__Selected extract__.
Advanced Structure Transformations
This guide covers advanced features including transformation chains, stochastic sampling, reproducibility, and iterator composition patterns.
See Basic Structure Transformations for an introduction to individual transformations.
Transformation Chains
TransformationChain allows sequential application of multiple
transformations using depth-first streaming. This is useful for generating
complex structural variations by composing simple transformations.
Basic Chain Example
from aenet.geometry import AtomicStructure
from aenet.geometry.transformations import (
AtomDisplacementTransformation,
CellVolumeTransformation,
TransformationChain
)
structure = AtomicStructure.from_file('structure.xsf')
# Create a chain of transformations
chain = TransformationChain([
AtomDisplacementTransformation(displacement=0.05),
CellVolumeTransformation(min_percent=-2, max_percent=2, steps=3)
])
# Process structures lazily
for s in chain.apply_transformation(structure):
process(s)
# Or get all structures at once
all_structures = list(chain.apply_transformation(structure))
print(f"Generated {len(all_structures)} structures")
# Output: Generated 72 structures (24 displaced × 3 volumes)
How chains work:
The chain applies transformations sequentially using depth-first streaming:
First transformation generates structures from input
Each generated structure is immediately passed to the second transformation
Results flow through the entire chain before the next structure is processed
This depth-first approach ensures correct multiplicative behavior and memory efficiency.
Controlling Output Size
Since chains can produce many structures, use standard Python tools to limit output:
Using itertools.islice():
import itertools
chain = TransformationChain([
AtomDisplacementTransformation(displacement=0.05),
CellVolumeTransformation(min_percent=-5, max_percent=5, steps=10)
])
# Get only first 100 structures
first_100 = list(itertools.islice(
chain.apply_transformation(structure), 100
))
Using a counter:
results = []
for i, s in enumerate(chain.apply_transformation(structure)):
if i >= 1000:
break
results.append(s)
Filtering with conditions:
# Only keep structures meeting criteria
good_structures = [
s for s in itertools.islice(
chain.apply_transformation(structure), 10000
)
if meets_criteria(s)
][:100] # Keep first 100 that meet criteria
Iterator Composition
Chains are iterators, so they compose naturally with Python’s itertools:
Interleaving multiple chains:
import itertools
chain1 = TransformationChain([transform1, transform2])

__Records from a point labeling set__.
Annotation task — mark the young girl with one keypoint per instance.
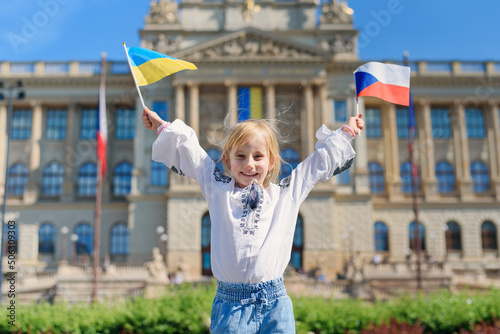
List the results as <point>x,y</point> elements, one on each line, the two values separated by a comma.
<point>253,219</point>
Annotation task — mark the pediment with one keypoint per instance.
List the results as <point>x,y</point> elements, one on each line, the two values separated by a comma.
<point>252,45</point>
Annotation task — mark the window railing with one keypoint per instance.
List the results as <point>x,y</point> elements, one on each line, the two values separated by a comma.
<point>121,67</point>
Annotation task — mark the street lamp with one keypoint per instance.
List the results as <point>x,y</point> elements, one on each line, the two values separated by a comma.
<point>64,233</point>
<point>10,97</point>
<point>163,239</point>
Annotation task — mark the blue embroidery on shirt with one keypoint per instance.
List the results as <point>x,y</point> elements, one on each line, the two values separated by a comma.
<point>285,183</point>
<point>347,165</point>
<point>252,198</point>
<point>180,172</point>
<point>221,177</point>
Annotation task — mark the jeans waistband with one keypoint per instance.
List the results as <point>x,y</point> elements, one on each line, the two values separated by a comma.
<point>251,293</point>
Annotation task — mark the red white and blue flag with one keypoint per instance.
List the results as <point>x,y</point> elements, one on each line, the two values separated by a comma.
<point>388,82</point>
<point>102,124</point>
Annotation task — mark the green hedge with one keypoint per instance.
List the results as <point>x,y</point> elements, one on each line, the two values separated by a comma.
<point>185,309</point>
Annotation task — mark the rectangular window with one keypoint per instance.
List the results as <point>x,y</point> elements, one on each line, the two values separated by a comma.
<point>402,122</point>
<point>21,125</point>
<point>474,121</point>
<point>249,103</point>
<point>373,123</point>
<point>125,124</point>
<point>340,108</point>
<point>161,108</point>
<point>440,119</point>
<point>88,124</point>
<point>56,124</point>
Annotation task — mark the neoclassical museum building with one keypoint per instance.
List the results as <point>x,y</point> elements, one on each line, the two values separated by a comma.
<point>288,61</point>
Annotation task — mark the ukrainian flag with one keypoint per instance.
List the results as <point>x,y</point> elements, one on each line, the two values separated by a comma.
<point>249,103</point>
<point>151,66</point>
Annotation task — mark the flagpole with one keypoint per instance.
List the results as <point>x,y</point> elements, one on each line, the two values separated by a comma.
<point>98,197</point>
<point>133,76</point>
<point>414,178</point>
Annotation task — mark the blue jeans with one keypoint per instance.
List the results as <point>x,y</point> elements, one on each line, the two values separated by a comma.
<point>252,308</point>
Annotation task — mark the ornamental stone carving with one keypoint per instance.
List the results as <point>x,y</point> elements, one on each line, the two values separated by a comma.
<point>336,11</point>
<point>251,47</point>
<point>338,44</point>
<point>163,44</point>
<point>162,12</point>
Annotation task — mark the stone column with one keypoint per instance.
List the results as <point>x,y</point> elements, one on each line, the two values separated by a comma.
<point>179,101</point>
<point>31,192</point>
<point>270,95</point>
<point>194,105</point>
<point>361,176</point>
<point>493,133</point>
<point>323,96</point>
<point>307,120</point>
<point>232,101</point>
<point>462,157</point>
<point>426,143</point>
<point>71,160</point>
<point>392,150</point>
<point>3,146</point>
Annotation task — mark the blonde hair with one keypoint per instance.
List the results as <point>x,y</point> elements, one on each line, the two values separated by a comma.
<point>242,132</point>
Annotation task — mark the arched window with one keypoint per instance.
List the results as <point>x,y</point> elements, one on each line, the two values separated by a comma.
<point>18,177</point>
<point>10,230</point>
<point>381,237</point>
<point>453,237</point>
<point>373,123</point>
<point>217,157</point>
<point>85,242</point>
<point>489,236</point>
<point>406,173</point>
<point>291,159</point>
<point>441,125</point>
<point>377,180</point>
<point>158,174</point>
<point>125,124</point>
<point>46,239</point>
<point>87,179</point>
<point>298,244</point>
<point>480,177</point>
<point>474,121</point>
<point>413,236</point>
<point>445,177</point>
<point>53,178</point>
<point>122,179</point>
<point>206,224</point>
<point>120,241</point>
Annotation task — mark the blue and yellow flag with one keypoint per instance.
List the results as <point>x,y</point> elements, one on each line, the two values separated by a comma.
<point>151,66</point>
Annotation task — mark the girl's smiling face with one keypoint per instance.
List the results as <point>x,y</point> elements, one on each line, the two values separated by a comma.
<point>250,162</point>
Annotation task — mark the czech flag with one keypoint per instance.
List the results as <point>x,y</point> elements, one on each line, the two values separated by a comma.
<point>386,81</point>
<point>151,66</point>
<point>102,123</point>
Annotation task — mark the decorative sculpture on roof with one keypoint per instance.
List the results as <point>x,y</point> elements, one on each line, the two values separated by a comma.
<point>163,12</point>
<point>336,11</point>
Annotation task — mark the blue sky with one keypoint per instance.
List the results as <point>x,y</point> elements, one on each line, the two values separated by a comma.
<point>37,30</point>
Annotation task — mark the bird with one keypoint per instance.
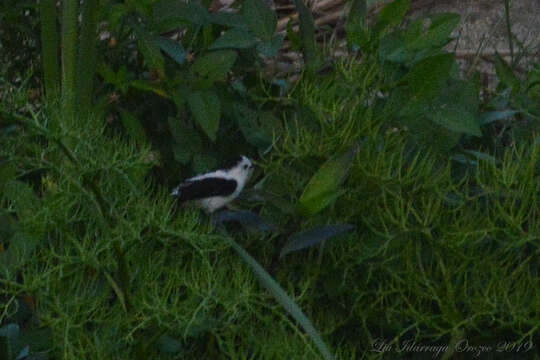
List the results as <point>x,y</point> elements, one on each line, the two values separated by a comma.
<point>213,190</point>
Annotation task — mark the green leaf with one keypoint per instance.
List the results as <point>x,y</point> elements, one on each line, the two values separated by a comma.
<point>323,188</point>
<point>148,86</point>
<point>259,18</point>
<point>392,15</point>
<point>172,48</point>
<point>492,116</point>
<point>234,39</point>
<point>203,163</point>
<point>428,76</point>
<point>215,65</point>
<point>246,218</point>
<point>132,125</point>
<point>438,33</point>
<point>187,141</point>
<point>176,13</point>
<point>283,299</point>
<point>455,118</point>
<point>392,48</point>
<point>313,237</point>
<point>257,127</point>
<point>270,48</point>
<point>206,109</point>
<point>169,345</point>
<point>150,50</point>
<point>313,205</point>
<point>307,32</point>
<point>228,19</point>
<point>506,74</point>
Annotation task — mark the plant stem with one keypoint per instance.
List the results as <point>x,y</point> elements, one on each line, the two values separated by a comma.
<point>49,47</point>
<point>69,57</point>
<point>509,29</point>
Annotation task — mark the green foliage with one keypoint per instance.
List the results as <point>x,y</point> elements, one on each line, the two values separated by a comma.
<point>313,237</point>
<point>424,91</point>
<point>323,188</point>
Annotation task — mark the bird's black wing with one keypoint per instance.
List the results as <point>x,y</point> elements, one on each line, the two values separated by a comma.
<point>203,188</point>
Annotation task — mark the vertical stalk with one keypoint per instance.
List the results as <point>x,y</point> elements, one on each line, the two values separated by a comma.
<point>509,30</point>
<point>49,48</point>
<point>87,54</point>
<point>69,57</point>
<point>307,32</point>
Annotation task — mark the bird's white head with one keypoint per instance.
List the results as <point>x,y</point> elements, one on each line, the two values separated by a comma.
<point>241,170</point>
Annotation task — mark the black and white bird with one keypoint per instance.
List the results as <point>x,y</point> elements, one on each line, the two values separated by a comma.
<point>216,189</point>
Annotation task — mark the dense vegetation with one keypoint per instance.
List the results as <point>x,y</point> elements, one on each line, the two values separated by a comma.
<point>392,204</point>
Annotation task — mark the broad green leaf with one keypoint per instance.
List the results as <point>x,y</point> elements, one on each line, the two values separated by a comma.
<point>234,39</point>
<point>313,237</point>
<point>169,345</point>
<point>176,13</point>
<point>148,86</point>
<point>206,109</point>
<point>215,65</point>
<point>187,141</point>
<point>428,133</point>
<point>392,48</point>
<point>256,127</point>
<point>172,48</point>
<point>491,116</point>
<point>506,74</point>
<point>132,125</point>
<point>283,299</point>
<point>150,50</point>
<point>324,185</point>
<point>392,14</point>
<point>246,218</point>
<point>228,19</point>
<point>428,76</point>
<point>482,156</point>
<point>316,203</point>
<point>438,33</point>
<point>455,118</point>
<point>307,32</point>
<point>270,48</point>
<point>259,18</point>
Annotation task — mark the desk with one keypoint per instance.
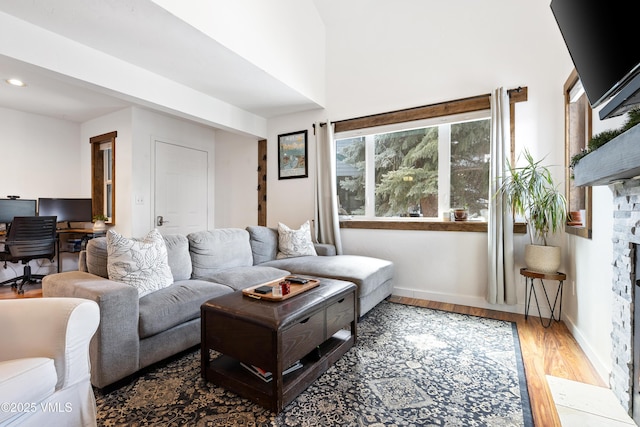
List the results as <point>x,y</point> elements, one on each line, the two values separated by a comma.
<point>84,234</point>
<point>530,276</point>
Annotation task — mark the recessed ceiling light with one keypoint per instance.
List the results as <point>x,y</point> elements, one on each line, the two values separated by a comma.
<point>16,82</point>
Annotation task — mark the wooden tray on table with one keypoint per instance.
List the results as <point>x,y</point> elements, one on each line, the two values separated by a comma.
<point>296,289</point>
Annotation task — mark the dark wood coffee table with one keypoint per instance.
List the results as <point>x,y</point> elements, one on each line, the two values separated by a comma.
<point>316,327</point>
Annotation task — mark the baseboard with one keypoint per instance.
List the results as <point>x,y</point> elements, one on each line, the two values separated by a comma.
<point>470,301</point>
<point>600,367</point>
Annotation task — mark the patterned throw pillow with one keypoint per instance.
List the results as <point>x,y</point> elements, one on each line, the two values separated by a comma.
<point>292,243</point>
<point>141,263</point>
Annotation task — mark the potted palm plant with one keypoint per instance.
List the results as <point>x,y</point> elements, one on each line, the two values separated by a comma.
<point>532,194</point>
<point>99,222</point>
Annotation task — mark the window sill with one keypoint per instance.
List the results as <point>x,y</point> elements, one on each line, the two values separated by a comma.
<point>578,231</point>
<point>424,225</point>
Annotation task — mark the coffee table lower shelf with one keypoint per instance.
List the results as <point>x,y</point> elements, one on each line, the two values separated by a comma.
<point>277,393</point>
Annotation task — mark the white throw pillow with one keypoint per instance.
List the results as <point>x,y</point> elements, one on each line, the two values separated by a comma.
<point>141,263</point>
<point>293,243</point>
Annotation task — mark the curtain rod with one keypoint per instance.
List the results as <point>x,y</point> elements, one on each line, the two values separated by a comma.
<point>321,124</point>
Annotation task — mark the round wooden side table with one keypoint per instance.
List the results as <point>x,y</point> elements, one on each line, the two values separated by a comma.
<point>529,288</point>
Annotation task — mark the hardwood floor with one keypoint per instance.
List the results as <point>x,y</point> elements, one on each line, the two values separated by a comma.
<point>551,351</point>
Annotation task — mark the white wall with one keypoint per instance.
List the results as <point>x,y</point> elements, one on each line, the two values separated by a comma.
<point>236,194</point>
<point>41,157</point>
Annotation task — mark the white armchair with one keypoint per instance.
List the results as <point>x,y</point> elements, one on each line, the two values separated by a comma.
<point>44,362</point>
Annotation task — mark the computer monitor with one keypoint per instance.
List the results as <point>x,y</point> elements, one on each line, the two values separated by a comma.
<point>16,207</point>
<point>67,210</point>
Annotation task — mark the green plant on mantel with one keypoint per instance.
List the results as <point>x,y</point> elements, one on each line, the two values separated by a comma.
<point>602,138</point>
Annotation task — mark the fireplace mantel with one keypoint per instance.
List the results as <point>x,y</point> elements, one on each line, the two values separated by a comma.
<point>616,160</point>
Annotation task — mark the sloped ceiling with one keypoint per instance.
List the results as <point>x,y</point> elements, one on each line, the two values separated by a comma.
<point>145,35</point>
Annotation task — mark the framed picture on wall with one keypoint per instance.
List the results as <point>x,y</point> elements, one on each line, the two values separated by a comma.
<point>292,155</point>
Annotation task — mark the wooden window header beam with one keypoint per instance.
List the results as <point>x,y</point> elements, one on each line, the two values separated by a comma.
<point>459,106</point>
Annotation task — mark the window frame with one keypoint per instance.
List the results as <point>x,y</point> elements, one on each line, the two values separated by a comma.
<point>444,152</point>
<point>571,149</point>
<point>450,108</point>
<point>102,178</point>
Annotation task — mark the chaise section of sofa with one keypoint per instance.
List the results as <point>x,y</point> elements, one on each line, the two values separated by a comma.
<point>372,276</point>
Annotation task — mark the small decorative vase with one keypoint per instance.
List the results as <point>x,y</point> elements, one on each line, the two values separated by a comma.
<point>460,214</point>
<point>544,259</point>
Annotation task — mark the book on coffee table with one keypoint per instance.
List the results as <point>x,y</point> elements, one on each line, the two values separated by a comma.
<point>267,376</point>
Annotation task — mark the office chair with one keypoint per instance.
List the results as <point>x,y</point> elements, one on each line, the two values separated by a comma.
<point>28,238</point>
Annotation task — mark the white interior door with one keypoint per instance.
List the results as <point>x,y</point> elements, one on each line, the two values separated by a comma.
<point>181,192</point>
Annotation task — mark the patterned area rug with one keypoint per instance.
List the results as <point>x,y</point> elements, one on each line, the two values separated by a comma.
<point>411,366</point>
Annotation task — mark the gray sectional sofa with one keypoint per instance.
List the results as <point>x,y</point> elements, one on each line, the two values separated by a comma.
<point>137,332</point>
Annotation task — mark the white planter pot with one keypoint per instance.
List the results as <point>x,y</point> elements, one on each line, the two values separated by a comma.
<point>544,259</point>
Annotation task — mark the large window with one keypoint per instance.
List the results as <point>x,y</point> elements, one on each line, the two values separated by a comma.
<point>419,168</point>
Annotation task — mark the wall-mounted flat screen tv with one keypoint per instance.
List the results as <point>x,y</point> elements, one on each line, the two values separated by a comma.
<point>67,210</point>
<point>600,37</point>
<point>16,207</point>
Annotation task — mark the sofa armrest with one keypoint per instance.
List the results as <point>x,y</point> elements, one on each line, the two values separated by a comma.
<point>325,249</point>
<point>57,328</point>
<point>115,348</point>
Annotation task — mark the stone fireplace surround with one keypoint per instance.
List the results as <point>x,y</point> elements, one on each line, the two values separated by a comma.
<point>626,234</point>
<point>617,164</point>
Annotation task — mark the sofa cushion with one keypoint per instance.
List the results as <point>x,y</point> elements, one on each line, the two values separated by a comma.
<point>215,250</point>
<point>176,304</point>
<point>243,277</point>
<point>366,272</point>
<point>294,243</point>
<point>141,263</point>
<point>96,257</point>
<point>178,256</point>
<point>26,382</point>
<point>264,243</point>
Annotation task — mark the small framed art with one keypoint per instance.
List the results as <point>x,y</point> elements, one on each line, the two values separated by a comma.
<point>292,155</point>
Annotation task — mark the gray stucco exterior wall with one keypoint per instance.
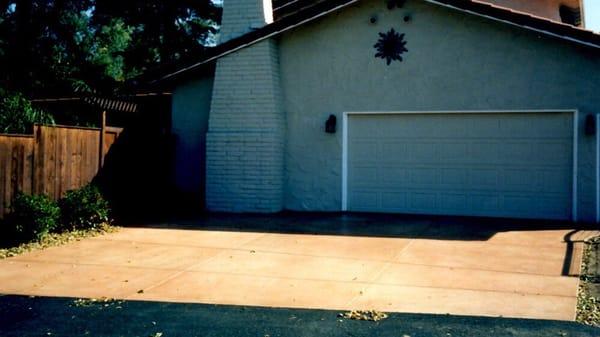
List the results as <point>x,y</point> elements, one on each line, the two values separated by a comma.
<point>190,110</point>
<point>455,61</point>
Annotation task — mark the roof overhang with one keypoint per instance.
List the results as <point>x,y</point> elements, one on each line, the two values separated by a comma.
<point>305,15</point>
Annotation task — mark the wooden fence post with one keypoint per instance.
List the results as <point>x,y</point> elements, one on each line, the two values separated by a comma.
<point>102,132</point>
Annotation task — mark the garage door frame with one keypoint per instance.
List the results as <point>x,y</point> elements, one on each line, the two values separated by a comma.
<point>347,114</point>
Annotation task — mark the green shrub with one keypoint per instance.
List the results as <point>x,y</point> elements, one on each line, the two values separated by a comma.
<point>83,208</point>
<point>17,115</point>
<point>32,217</point>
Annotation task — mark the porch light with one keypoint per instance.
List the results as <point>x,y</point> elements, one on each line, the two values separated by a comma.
<point>330,124</point>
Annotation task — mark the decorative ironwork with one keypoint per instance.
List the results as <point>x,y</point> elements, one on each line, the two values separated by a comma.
<point>390,46</point>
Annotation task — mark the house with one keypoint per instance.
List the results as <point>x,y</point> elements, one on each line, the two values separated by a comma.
<point>450,107</point>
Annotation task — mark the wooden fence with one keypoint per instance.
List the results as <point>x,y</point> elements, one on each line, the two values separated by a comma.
<point>53,160</point>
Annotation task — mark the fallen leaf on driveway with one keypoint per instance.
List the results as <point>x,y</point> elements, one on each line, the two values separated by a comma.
<point>364,315</point>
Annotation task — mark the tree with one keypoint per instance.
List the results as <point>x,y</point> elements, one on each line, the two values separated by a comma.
<point>57,47</point>
<point>18,116</point>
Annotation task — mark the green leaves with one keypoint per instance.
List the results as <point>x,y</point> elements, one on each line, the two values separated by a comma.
<point>17,115</point>
<point>32,216</point>
<point>83,208</point>
<point>52,48</point>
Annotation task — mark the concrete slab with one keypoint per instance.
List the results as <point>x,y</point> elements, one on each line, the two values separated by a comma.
<point>495,270</point>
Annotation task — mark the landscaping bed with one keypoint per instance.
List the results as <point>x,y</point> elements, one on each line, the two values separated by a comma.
<point>56,239</point>
<point>588,298</point>
<point>37,222</point>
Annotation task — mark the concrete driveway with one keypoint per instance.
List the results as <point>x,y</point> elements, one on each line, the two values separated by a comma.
<point>418,265</point>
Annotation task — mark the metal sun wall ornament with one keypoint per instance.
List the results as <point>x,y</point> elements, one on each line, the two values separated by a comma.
<point>390,46</point>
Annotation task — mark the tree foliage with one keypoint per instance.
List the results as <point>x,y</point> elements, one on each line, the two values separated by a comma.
<point>17,115</point>
<point>55,47</point>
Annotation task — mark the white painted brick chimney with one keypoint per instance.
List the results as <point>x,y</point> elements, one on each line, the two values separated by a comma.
<point>242,16</point>
<point>246,128</point>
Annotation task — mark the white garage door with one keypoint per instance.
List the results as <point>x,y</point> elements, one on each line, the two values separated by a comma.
<point>488,164</point>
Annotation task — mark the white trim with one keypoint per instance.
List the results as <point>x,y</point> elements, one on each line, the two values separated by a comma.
<point>345,162</point>
<point>227,52</point>
<point>195,65</point>
<point>597,169</point>
<point>575,165</point>
<point>575,113</point>
<point>518,25</point>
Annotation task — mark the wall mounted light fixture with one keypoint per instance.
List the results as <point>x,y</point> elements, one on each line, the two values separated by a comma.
<point>330,124</point>
<point>590,125</point>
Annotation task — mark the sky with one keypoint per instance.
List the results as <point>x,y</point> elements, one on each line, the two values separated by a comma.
<point>592,15</point>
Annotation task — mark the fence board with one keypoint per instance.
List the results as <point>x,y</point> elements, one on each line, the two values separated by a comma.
<point>53,160</point>
<point>16,156</point>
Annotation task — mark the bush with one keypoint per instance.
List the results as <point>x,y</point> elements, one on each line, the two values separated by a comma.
<point>32,217</point>
<point>17,115</point>
<point>83,208</point>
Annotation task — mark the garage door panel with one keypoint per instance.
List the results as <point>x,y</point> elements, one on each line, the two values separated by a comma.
<point>507,173</point>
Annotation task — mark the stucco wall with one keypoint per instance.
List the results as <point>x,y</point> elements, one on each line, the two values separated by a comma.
<point>190,110</point>
<point>455,61</point>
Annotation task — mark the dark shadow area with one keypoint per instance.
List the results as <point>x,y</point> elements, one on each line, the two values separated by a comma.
<point>22,316</point>
<point>362,224</point>
<point>136,175</point>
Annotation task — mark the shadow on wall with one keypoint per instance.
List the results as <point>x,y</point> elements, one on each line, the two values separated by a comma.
<point>136,175</point>
<point>366,224</point>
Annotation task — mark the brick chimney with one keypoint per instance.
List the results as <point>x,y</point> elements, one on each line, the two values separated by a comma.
<point>245,140</point>
<point>242,16</point>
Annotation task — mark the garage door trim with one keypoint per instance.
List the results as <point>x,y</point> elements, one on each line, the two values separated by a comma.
<point>346,115</point>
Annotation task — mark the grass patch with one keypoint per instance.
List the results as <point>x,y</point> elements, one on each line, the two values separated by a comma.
<point>588,296</point>
<point>56,239</point>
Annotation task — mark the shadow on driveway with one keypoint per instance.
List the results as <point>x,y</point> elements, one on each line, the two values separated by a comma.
<point>24,316</point>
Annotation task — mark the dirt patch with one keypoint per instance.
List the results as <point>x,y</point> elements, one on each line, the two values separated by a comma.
<point>53,239</point>
<point>588,297</point>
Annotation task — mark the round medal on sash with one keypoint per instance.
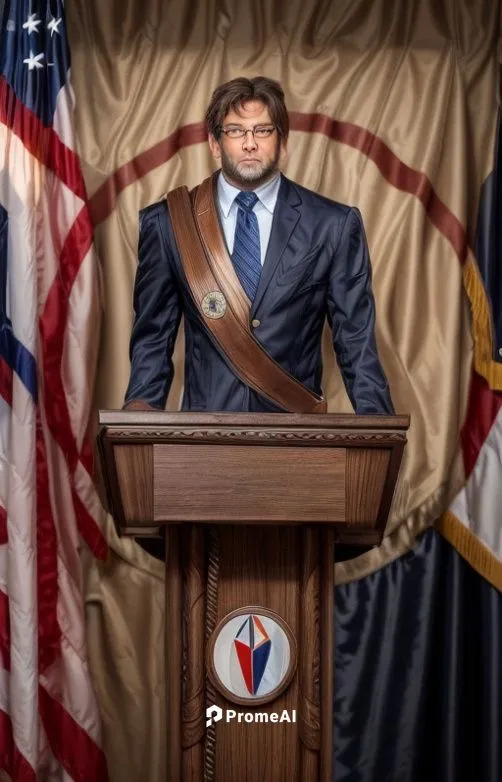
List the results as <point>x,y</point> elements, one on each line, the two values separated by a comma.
<point>214,305</point>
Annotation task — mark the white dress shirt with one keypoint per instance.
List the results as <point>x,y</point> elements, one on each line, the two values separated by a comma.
<point>263,209</point>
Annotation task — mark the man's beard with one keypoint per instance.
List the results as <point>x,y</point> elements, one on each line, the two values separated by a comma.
<point>255,175</point>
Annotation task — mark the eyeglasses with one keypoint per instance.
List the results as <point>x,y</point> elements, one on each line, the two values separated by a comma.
<point>259,131</point>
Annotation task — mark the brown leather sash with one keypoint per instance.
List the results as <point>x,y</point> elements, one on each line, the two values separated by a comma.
<point>223,303</point>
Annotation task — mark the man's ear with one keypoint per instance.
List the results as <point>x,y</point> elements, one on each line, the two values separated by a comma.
<point>214,146</point>
<point>283,154</point>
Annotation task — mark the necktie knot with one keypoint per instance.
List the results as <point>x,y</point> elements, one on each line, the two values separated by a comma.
<point>246,200</point>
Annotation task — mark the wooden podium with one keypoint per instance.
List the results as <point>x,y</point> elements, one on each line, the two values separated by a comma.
<point>252,506</point>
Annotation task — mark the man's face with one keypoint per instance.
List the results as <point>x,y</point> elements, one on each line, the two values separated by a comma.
<point>249,161</point>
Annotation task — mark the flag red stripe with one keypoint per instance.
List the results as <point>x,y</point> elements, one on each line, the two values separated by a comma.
<point>71,745</point>
<point>4,632</point>
<point>89,530</point>
<point>5,381</point>
<point>52,329</point>
<point>11,759</point>
<point>483,407</point>
<point>42,142</point>
<point>3,526</point>
<point>49,632</point>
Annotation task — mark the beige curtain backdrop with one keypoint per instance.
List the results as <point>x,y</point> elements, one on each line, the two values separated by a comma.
<point>412,88</point>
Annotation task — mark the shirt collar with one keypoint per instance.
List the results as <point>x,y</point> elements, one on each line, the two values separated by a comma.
<point>266,193</point>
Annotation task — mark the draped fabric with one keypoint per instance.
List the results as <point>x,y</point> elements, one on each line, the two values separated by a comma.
<point>418,672</point>
<point>393,110</point>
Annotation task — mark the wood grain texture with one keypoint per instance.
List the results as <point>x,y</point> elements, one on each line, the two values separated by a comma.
<point>364,482</point>
<point>228,484</point>
<point>252,482</point>
<point>174,652</point>
<point>309,717</point>
<point>327,652</point>
<point>193,707</point>
<point>260,566</point>
<point>134,465</point>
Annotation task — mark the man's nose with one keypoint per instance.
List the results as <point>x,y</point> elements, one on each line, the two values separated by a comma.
<point>249,140</point>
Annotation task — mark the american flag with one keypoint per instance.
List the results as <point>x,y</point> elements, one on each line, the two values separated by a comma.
<point>49,330</point>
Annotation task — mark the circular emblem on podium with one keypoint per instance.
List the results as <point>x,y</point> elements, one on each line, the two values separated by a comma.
<point>214,304</point>
<point>251,656</point>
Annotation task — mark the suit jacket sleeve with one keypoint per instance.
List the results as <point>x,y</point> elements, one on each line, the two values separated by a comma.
<point>351,312</point>
<point>157,309</point>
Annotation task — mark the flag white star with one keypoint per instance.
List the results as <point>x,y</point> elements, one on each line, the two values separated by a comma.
<point>32,23</point>
<point>53,25</point>
<point>34,60</point>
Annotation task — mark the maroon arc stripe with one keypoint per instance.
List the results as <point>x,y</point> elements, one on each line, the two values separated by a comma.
<point>397,173</point>
<point>11,760</point>
<point>104,200</point>
<point>42,142</point>
<point>483,407</point>
<point>71,745</point>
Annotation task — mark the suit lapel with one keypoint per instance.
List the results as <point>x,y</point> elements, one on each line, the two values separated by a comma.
<point>286,216</point>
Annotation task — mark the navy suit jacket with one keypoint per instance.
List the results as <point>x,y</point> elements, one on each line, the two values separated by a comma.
<point>316,267</point>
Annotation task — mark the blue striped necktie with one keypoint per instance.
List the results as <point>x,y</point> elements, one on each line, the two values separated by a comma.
<point>246,255</point>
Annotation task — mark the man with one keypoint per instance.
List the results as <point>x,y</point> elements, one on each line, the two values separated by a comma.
<point>296,259</point>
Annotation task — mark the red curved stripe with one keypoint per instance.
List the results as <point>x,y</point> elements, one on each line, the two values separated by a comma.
<point>11,759</point>
<point>483,408</point>
<point>397,173</point>
<point>104,200</point>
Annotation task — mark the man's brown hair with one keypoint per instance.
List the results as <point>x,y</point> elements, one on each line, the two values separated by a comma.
<point>232,94</point>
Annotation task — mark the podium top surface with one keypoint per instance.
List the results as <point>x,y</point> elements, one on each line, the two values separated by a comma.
<point>347,421</point>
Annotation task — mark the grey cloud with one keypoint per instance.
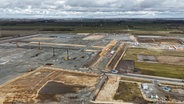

__To be done__.
1. Answer these questions about the advanced structure transformations guide:
(a) How many structures does the basic chain example report generating?
(b) In the itertools.islice() example, how many structures does the code keep?
(c) According to the guide, what do chains compose naturally with because they are iterators?
2. Please repeat the advanced structure transformations guide from "See Basic Structure" up to and including "composing simple transformations.".
3. Go on with the advanced structure transformations guide, starting right after its last line.

__Per-task outputs__.
1.
(a) 72 structures (24 displaced × 3 volumes).
(b) The first 100 structures.
(c) Python's itertools.

2.
See Basic Structure Transformations for an introduction to individual transformations.
Transformation Chains
TransformationChain allows sequential application of multiple
transformations using depth-first streaming. This is useful for generating
complex structural variations by composing simple transformations.

3.
chain2 = TransformationChain([transform3, transform4])
# Alternate between chains
combined = itertools.chain(
chain1.apply_transformation(structure),
chain2.apply_transformation(structure)
)
Processing in batches:
def batch_iter(iterable, batch_size):
"""Yield batches of structures."""
iterator = iter(iterable)
while True:
batch = list(itertools.islice(iterator, batch_size))
if not batch:
break
yield batch
# Process 10 structures at a time
for batch in batch_iter(chain.apply_transformation(structure), 10):
process_batch(batch)
Parallel processing:
from multiprocessing import Pool
def process_structure(s):
# Expensive computation
return result
# Generate structures lazily, process in parallel
with Pool(4) as pool:
results = pool.map(
process_structure,
itertools.islice(chain.apply_transformation(structure), 1000)
)
Stochastic Transformations
RandomDisplacementTransformation generates random atomic displacement
vectors. The displacements can be optionally orthonormalized to create an
independent basis of perturbations. Unlike deterministic transformations, it
uses randomness and requires careful attention to reproducibility.
Basic Usage
from aenet.geometry.transformations import RandomDisplacementTransformation
# Generate random structures with 0.1 Å RMS displacement
# By default, generates 3N-3 orthonormal structures
transform = RandomDisplacementTransformation(
rms=0.1,
random_state=42, # Seed for reproducibility
orthonormalize=True, # Generate orthonormal basis (default)
remove_translations=True # Remove translational modes (default)
)
# Get all random structures
random_structures = list(transform.apply_transformation(structure))
print(f"Generated {len(random_structures)} random structures")
# Generate non-orthonormalized random samples
transform_random = RandomDisplacementTransformation(
rms=0.1,
max_structures=50, # Specify number of samples
orthonormalize=False, # Just random perturbations
random_state=42
)
Parameters:
rms: Target root-mean-square displacement in Angstromsmax_structures: Maximum number of structures to generate. If None, defaults to 3N-3 (default: None)random_state: Integer seed or numpy Generator for reproducibilityorthonormalize: If True, generate orthonormal basis via QR decomposition (default: True)remove_translations: If True, remove 3 uniform translation modes (default: True)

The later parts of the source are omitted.